§ Текст для анализа:
──────────
Монашество – сердце христианства

…Он не позволил бы стремиться

К тому, что не должно свершиться,

Он не позволил бы искать

В себе и в мире совершенства,

Когда б нам полного блаженства

Не должно вечно было знать.

М.Ю. Лермонтов.


Какие проблемы сейчас в монастырях? – спросили одного епископа. «Нравственные», – ответил он; не сказал «духовные», и справедливо; выше этики и морали наши затруднения пока не простираются. «Вот интересно, греки не ругают обители, в которых живут, – заметил один паломник; а наши… ну всем недовольны, настоятель братию критикует, те настоятеля поносят… сплошной скептицизм, мрачные, глядят подозрительно, отвечают грубо… видно, совок неистребим!».

Конечно, разрыв традиции – большая беда; нет преемства, нет умудренных опытом, которые принимали бы младших на свои руки, вели их за собой, видели в них свои былые ошибки и прощали бы, а главное терпели. Все в той или иной степени неофиты, причем исковерканные, изломанные неправильным, далеким от христианского, воспитанием. Что, кроме усталости, раздражения и жалоб на несостоявшуюся жизнь могли передать своим детям бывшие советские люди, наловчившиеся думать одно, говорить другое, а делать третье, привыкшие к страху иудейскому как основному закону бытия, покорливые лозунгам и газетным текстам, всегда озабоченные поисками виноватых в своей безрадостной доле.
──────────
§ Исходные данные:
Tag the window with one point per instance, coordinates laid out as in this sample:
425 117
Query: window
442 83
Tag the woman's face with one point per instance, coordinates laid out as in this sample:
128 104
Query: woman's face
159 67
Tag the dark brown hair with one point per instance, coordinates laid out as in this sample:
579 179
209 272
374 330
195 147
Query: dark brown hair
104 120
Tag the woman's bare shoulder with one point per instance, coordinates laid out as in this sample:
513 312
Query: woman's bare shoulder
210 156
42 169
──────────
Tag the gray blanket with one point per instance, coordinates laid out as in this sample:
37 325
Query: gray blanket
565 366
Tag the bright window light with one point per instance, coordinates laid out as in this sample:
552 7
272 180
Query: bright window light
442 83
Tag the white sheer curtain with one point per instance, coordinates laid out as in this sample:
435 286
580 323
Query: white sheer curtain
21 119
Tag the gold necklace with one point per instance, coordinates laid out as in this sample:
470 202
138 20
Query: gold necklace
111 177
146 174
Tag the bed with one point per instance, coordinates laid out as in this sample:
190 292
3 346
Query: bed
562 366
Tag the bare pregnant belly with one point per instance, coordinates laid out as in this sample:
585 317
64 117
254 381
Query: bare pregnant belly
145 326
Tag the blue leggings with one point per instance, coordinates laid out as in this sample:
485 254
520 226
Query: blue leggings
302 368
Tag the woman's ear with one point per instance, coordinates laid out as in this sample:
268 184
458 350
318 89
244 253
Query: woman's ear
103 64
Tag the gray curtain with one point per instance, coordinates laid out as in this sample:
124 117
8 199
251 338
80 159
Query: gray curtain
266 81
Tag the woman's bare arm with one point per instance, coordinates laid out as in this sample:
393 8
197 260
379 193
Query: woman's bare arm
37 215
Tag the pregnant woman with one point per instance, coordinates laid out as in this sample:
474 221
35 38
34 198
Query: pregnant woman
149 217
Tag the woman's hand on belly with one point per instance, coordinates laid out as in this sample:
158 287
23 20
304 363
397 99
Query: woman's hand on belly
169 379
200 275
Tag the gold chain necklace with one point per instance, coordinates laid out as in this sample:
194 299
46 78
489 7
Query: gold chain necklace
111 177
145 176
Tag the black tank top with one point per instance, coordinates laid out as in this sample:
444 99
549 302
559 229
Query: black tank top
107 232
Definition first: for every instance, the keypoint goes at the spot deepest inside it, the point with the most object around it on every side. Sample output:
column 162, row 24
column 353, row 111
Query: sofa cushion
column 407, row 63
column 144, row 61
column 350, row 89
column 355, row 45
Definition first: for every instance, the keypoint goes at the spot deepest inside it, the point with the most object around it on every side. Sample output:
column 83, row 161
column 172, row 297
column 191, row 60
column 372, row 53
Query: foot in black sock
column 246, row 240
──────────
§ Что нужно сделать:
- 1) Изложите короче абзац текста о монашестве, который начинается словами «Конечно, разрыв традиции», и сохраните его основные факты.
- 2) Перепишите из текста о монашестве всё, начиная со слов «Монашество – сердце» и вплоть до слов «вечно было знать.».
- 3) Напишите, что могло бы следовать за последним предложением текста о монашестве.
Приведённый материал взят из другого источника.

§ Результаты выполнения:
- 1) Разрыв традиции — большая беда. Нет преемства и нет опытных наставников, которые принимали бы младших, вели их за собой, прощали и терпели. Все в той или иной степени неофиты, искалеченные воспитанием, далёким от христианского. Бывшие советские люди могли передать детям лишь усталость, раздражение и жалобы на несостоявшуюся жизнь. Они привыкли думать одно, говорить другое, а делать третье, жить в страхе, покоряться лозунгам и газетам и искать виноватых в своей безрадостной доле.

- 2)
Монашество – сердце христианства

…Он не позволил бы стремиться

К тому, что не должно свершиться,

Он не позволил бы искать

В себе и в мире совершенства,

Когда б нам полного блаженства

Не должно вечно было знать.

- 3)
Входя в Церковь, они сразу ищут, где тут баррикады, чтобы реализовать долго сдерживаемую ненависть и немедленно включиться в борьбу: разоблачать происки темных сил, вскрывать заговоры, клеймить врагов, распространять листовки. «Народа уже нет, а есть сообщество полудиких людей, щипачей, лжецов, богоотступников… продавших землю и волю свою…» – писал незадолго до смерти великий наш писатель Виктор Астафьев, слишком резко, может быть, от боли, но надо же признать, что кровь наша заражена ядовитыми, по Достоевскому, трихинами победившего хама, наглого, злобного, гордого своим убожеством; увы, мы потомки не только тех, кого расстреливали, но и тех, кто расстреливал или трусливо молчал в знак согласия.

Чего же ожидать от мутантов с обедненным, мелочным, плоским мировосприятием; зеленая юность, абсолютное невежество, забитость, умственные и физические недостатки превосходно уживаются с недугом твердолобой гордыни, исключающей желание меняться и учиться. Потом, сознание с младенчества обработано телевидением, рекламой, граффити, компьютером – эта психическая диктатура правит через зрительные нервы воздействием ритма, цвета, драйва, шока, создавая наркотическую зависимость от острых впечатлений извне, при полном бездействии потребителя. Молодые в большинстве не способны воспринимать неторопливое чтение, классическую музыку, спокойное повествование, даже киношное, например, старые библейские фильмы.

Поскольку все новоначальные и все сами с усами, единого авторитета не существует, каждый сам себе указчик и судья. Потому часты острые столкновения на почве повального эгоизма, в женском монастыре с взаимными оскорблениями и горючими слезами, а в мужском с затаенной тяжелой ненавистью на годы. Попытки душеспасительных бесед напоминают диалог из повести Гайдара, когда мальчик-первоклассник пытается объяснить младшему другу арифметику: например, я поймал десять рыб, а ты три; приятель же сразу обижается: почему это ты десять, а я только три? то есть улавливает лишь касающееся его самолюбия.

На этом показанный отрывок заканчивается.